• Recorded data
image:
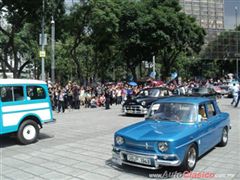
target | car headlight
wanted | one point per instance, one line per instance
(143, 103)
(163, 146)
(119, 140)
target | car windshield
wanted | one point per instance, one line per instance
(152, 93)
(181, 112)
(200, 90)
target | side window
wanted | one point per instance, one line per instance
(211, 110)
(12, 93)
(35, 92)
(202, 111)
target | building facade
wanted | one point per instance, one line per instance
(208, 13)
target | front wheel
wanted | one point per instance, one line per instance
(190, 159)
(224, 139)
(28, 132)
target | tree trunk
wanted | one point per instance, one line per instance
(133, 71)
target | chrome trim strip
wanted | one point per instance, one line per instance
(141, 145)
(141, 166)
(118, 156)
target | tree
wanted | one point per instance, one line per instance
(19, 32)
(157, 28)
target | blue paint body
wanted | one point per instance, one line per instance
(143, 137)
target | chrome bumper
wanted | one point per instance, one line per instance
(134, 109)
(50, 122)
(119, 157)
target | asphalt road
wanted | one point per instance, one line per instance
(79, 144)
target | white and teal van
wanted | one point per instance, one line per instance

• What the task asks
The expected output is the exact run of lines from the first line of the material above through the line that contains "target | front wheel", minus any pictures.

• Output below
image:
target | car headlight
wanted | one point per instance, one line per instance
(143, 103)
(163, 146)
(119, 140)
target | car windshield
wanted | one point per instance, one line per instance
(152, 93)
(181, 112)
(200, 90)
target | side window
wanted | one point per instance, one line per instance
(211, 110)
(12, 93)
(35, 92)
(202, 111)
target | building facade
wanted | one point per instance, one line per instance
(208, 13)
target | front wheel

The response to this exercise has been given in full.